*Texte à lire*.
>>>>

En 5 réunions, la négociation est terminée et le texte est mis en réserve. L’UIMM a fait un recueil des thèmes abordés par les organisations syndicales salariés dans un texte de plus de 40 pages.

Le champ de la santé, sécurité au travail, des conditions de travail et de la qualité de vie au travail (QVT) est très large. Il croise une réglementation spécifique parfois complexe, des aspects techniques liés à la prévention des risques physiques ou organisationnels et une partie plus “RH” liée à la QVT.

Cette négociation en 5 actes n’a, bien évidemment, pas permis d’approfondir les différents thèmes, donnant à l’ensemble des organisations syndicales un sentiment de frustration, d’occasion manquée. C’était bien là toute la stratégie de l’UIMM. Survoler l’ensemble, sans mobiliser de moyens et en évitant toutes contraintes pour les employeurs.

Pour rappel, les éléments développés dans le texte sont autour de trois axes :

– Les principes d’une démarche d’amélioration de la santé, de la sécurité et de la Qualité de Vie au Travail.

<<<<

*Consignes de travail*.
A. Les phrases (i), (ii) et (iii) sont-elles d'accord avec le texte sur la négociation ? (i) La négociation s'est faite en cinq réunions. (ii) Le recueil de l'UIMM fait moins de 40 pages. (iii) Les organisations syndicales en sont ressorties frustrées. Pour chacune, répondez oui ou non et citez les mots du texte qui le montrent.
B. Recopiez le passage du texte sur la négociation qui va de « Le champ de » jusqu'à « pour les employeurs. » inclus.

*Informations fournies*.
>>>>

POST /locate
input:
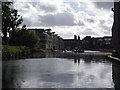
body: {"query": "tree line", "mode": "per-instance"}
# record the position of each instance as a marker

<<<<

*Les réponses*.
A.
(i) Oui : « En 5 réunions, la négociation est terminée »
(ii) Non : « dans un texte de plus de 40 pages »
(iii) Oui : « donnant à l’ensemble des organisations syndicales un sentiment de frustration, d’occasion manquée »

B.
Le champ de la santé, sécurité au travail, des conditions de travail et de la qualité de vie au travail (QVT) est très large. Il croise une réglementation spécifique parfois complexe, des aspects techniques liés à la prévention des risques physiques ou organisationnels et une partie plus “RH” liée à la QVT.

Cette négociation en 5 actes n’a, bien évidemment, pas permis d’approfondir les différents thèmes, donnant à l’ensemble des organisations syndicales un sentiment de frustration, d’occasion manquée. C’était bien là toute la stratégie de l’UIMM. Survoler l’ensemble, sans mobiliser de moyens et en évitant toutes contraintes pour les employeurs.